(Point labeling dataset excerpts)
—————

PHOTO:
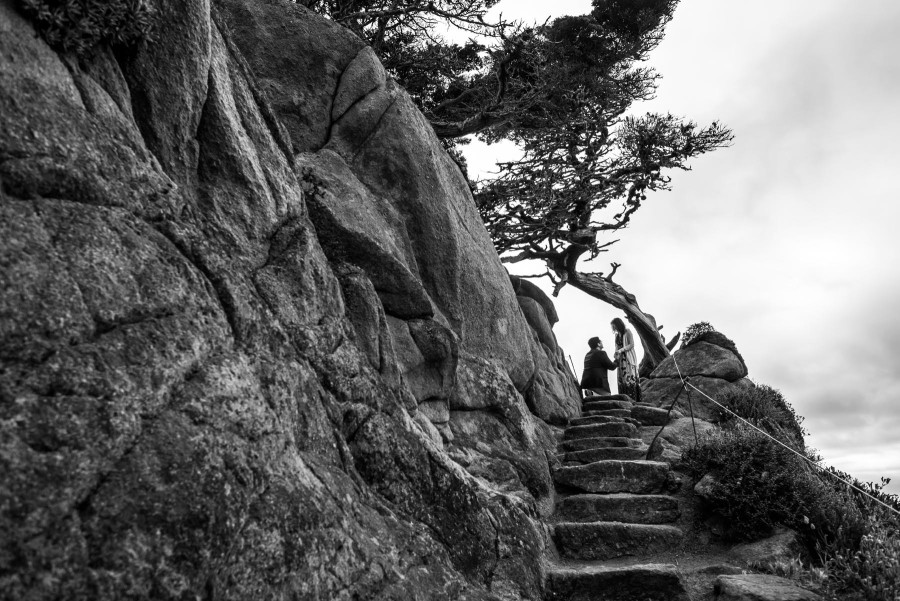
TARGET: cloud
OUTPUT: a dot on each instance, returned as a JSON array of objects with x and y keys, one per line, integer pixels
[{"x": 787, "y": 241}]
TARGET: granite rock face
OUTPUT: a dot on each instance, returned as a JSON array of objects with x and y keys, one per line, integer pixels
[{"x": 254, "y": 340}]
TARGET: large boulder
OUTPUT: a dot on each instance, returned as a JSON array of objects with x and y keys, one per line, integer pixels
[
  {"x": 528, "y": 289},
  {"x": 702, "y": 359},
  {"x": 711, "y": 363}
]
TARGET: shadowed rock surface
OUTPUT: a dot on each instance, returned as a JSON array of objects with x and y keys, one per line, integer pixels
[{"x": 256, "y": 342}]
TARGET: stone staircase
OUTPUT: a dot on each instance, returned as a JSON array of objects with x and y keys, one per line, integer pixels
[{"x": 614, "y": 515}]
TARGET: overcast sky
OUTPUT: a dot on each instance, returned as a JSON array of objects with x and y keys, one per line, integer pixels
[{"x": 787, "y": 241}]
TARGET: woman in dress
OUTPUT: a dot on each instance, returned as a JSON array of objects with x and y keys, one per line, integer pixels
[{"x": 626, "y": 361}]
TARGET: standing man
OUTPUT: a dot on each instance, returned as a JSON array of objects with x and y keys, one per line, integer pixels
[{"x": 596, "y": 368}]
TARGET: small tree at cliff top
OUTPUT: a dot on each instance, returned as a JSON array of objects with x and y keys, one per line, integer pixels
[{"x": 561, "y": 91}]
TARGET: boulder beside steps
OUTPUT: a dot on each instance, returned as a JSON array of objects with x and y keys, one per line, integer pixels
[{"x": 613, "y": 508}]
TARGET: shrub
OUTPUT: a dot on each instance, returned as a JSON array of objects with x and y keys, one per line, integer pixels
[
  {"x": 80, "y": 25},
  {"x": 758, "y": 483},
  {"x": 872, "y": 570},
  {"x": 767, "y": 409}
]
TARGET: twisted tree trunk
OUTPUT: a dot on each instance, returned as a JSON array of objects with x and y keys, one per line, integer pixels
[{"x": 603, "y": 288}]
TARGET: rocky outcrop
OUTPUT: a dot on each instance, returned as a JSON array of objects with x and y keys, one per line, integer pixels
[
  {"x": 712, "y": 364},
  {"x": 256, "y": 342}
]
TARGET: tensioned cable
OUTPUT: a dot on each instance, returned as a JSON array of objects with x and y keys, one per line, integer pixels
[{"x": 769, "y": 436}]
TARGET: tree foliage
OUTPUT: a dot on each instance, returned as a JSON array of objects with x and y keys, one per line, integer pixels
[{"x": 563, "y": 91}]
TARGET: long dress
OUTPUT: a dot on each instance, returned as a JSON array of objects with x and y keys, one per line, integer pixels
[{"x": 627, "y": 372}]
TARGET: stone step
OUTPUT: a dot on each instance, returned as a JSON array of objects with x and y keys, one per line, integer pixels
[
  {"x": 608, "y": 413},
  {"x": 609, "y": 397},
  {"x": 619, "y": 430},
  {"x": 592, "y": 455},
  {"x": 605, "y": 405},
  {"x": 750, "y": 587},
  {"x": 600, "y": 442},
  {"x": 608, "y": 476},
  {"x": 592, "y": 582},
  {"x": 619, "y": 507},
  {"x": 650, "y": 416},
  {"x": 608, "y": 540}
]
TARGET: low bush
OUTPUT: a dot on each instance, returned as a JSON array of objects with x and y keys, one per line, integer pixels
[
  {"x": 759, "y": 485},
  {"x": 694, "y": 330},
  {"x": 766, "y": 408},
  {"x": 78, "y": 26}
]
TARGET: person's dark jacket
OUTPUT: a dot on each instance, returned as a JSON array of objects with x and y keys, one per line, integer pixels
[{"x": 596, "y": 370}]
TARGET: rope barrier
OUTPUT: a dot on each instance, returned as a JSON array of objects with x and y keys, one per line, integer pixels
[{"x": 686, "y": 383}]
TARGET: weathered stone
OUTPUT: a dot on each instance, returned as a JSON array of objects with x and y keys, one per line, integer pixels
[
  {"x": 552, "y": 395},
  {"x": 362, "y": 76},
  {"x": 591, "y": 455},
  {"x": 403, "y": 159},
  {"x": 640, "y": 477},
  {"x": 581, "y": 444},
  {"x": 618, "y": 430},
  {"x": 781, "y": 546},
  {"x": 537, "y": 319},
  {"x": 680, "y": 432},
  {"x": 436, "y": 411},
  {"x": 662, "y": 392},
  {"x": 651, "y": 582},
  {"x": 427, "y": 355},
  {"x": 193, "y": 404},
  {"x": 360, "y": 228},
  {"x": 623, "y": 413},
  {"x": 701, "y": 359},
  {"x": 592, "y": 405},
  {"x": 602, "y": 419},
  {"x": 608, "y": 540},
  {"x": 650, "y": 416},
  {"x": 298, "y": 62},
  {"x": 527, "y": 288},
  {"x": 489, "y": 447},
  {"x": 632, "y": 509},
  {"x": 760, "y": 587}
]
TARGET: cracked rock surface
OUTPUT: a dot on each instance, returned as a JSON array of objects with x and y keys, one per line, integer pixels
[{"x": 233, "y": 264}]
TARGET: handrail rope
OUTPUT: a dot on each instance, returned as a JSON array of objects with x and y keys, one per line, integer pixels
[
  {"x": 767, "y": 435},
  {"x": 665, "y": 422}
]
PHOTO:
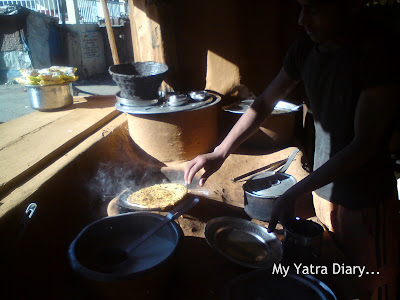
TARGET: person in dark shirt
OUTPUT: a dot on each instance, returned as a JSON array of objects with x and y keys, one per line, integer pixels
[{"x": 351, "y": 78}]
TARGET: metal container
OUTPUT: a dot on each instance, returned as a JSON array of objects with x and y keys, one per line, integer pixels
[
  {"x": 139, "y": 80},
  {"x": 261, "y": 191},
  {"x": 302, "y": 241},
  {"x": 50, "y": 97}
]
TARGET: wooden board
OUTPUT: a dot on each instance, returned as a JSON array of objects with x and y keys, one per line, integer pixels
[{"x": 30, "y": 143}]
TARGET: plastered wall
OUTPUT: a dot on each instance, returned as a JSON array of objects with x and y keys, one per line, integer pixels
[{"x": 221, "y": 44}]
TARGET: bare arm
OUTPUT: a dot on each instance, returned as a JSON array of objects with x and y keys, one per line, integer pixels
[
  {"x": 370, "y": 134},
  {"x": 243, "y": 129}
]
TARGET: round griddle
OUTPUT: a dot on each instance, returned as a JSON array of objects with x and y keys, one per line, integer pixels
[{"x": 118, "y": 231}]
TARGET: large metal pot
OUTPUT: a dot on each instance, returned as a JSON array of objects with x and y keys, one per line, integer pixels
[
  {"x": 50, "y": 97},
  {"x": 261, "y": 190}
]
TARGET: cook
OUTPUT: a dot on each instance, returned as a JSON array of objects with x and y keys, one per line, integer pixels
[{"x": 350, "y": 72}]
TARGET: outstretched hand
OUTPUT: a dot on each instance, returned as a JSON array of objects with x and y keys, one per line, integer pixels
[
  {"x": 282, "y": 211},
  {"x": 211, "y": 162}
]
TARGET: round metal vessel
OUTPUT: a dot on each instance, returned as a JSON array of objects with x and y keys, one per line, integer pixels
[
  {"x": 50, "y": 97},
  {"x": 139, "y": 80},
  {"x": 85, "y": 252},
  {"x": 261, "y": 191}
]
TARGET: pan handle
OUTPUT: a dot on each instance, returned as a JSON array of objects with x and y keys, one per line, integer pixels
[{"x": 288, "y": 162}]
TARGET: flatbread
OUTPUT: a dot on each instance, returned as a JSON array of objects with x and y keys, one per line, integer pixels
[{"x": 159, "y": 195}]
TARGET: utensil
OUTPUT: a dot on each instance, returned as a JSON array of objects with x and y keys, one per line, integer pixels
[
  {"x": 112, "y": 258},
  {"x": 155, "y": 255},
  {"x": 272, "y": 167},
  {"x": 289, "y": 161},
  {"x": 243, "y": 242},
  {"x": 261, "y": 190},
  {"x": 50, "y": 97}
]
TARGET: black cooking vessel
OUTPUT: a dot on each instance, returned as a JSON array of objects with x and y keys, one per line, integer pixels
[{"x": 261, "y": 190}]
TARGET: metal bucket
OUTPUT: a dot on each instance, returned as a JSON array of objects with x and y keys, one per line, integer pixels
[
  {"x": 50, "y": 97},
  {"x": 139, "y": 81},
  {"x": 302, "y": 242},
  {"x": 261, "y": 191}
]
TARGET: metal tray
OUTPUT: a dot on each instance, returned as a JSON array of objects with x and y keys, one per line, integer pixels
[{"x": 243, "y": 242}]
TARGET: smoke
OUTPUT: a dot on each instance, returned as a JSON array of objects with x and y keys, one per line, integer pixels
[{"x": 111, "y": 179}]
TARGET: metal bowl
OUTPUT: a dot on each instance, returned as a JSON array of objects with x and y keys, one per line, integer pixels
[
  {"x": 261, "y": 191},
  {"x": 50, "y": 97},
  {"x": 243, "y": 242}
]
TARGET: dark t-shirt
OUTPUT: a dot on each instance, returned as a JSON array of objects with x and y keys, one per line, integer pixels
[{"x": 333, "y": 82}]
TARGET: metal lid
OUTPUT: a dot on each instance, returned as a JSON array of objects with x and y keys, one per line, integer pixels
[
  {"x": 164, "y": 108},
  {"x": 269, "y": 184},
  {"x": 282, "y": 107}
]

—————

Everything from the line that contains "TARGET: flatbread" through the end of the records must be duplicated exactly, and nothing outside that range.

**Output of the task**.
TARGET: flatbread
OUTPUT: a dot on each instance, returned as a JSON array of objects with x and y keys, one per line, integer pixels
[{"x": 159, "y": 195}]
TARGET: utensil
OUTPUT: a dot on each instance, returned as a JSON array of objects with x and y keys, one per line, integer pixels
[
  {"x": 112, "y": 258},
  {"x": 155, "y": 255},
  {"x": 272, "y": 167},
  {"x": 289, "y": 161},
  {"x": 243, "y": 242},
  {"x": 261, "y": 190},
  {"x": 50, "y": 97}
]
TARGET: black cooking vessel
OUTPUT: a dot on each instance, returned as a JSON array of objects with x and y keys, one per line, integer pixels
[{"x": 261, "y": 190}]
TARGET: metal bucket
OUTPUT: a dot on each instance, returned as a JSON array of objects with x and y keys, one per line, integer pixels
[
  {"x": 50, "y": 97},
  {"x": 139, "y": 81},
  {"x": 302, "y": 242},
  {"x": 261, "y": 191}
]
TARGET: metal tray
OUTPUT: a dot on each instance, returned as a JSON array of objects with x and y keys, one per line, integer pixels
[{"x": 243, "y": 242}]
TARGET: smoke
OUTPUT: a dot on each instance, returned as a JSON array of objects with x and y keys, one per line, integer pixels
[{"x": 111, "y": 179}]
TARGET: metal bowl
OUTPUT: a dot on each instance, returned as a JSON array of objects with x and y keys, one per line, integer pixels
[
  {"x": 261, "y": 191},
  {"x": 50, "y": 97},
  {"x": 243, "y": 242}
]
TARGET: dark t-shirt
OUTPUT: a dot on each instance, returned as a JSON array of objects with x and y keys, one per line, integer pixels
[{"x": 333, "y": 82}]
TARGET: metal lid
OUTPUT: a dot on each instance, returned as a JSON array of objects with x and y keys, one per line, integer pixels
[
  {"x": 164, "y": 108},
  {"x": 269, "y": 184},
  {"x": 282, "y": 107}
]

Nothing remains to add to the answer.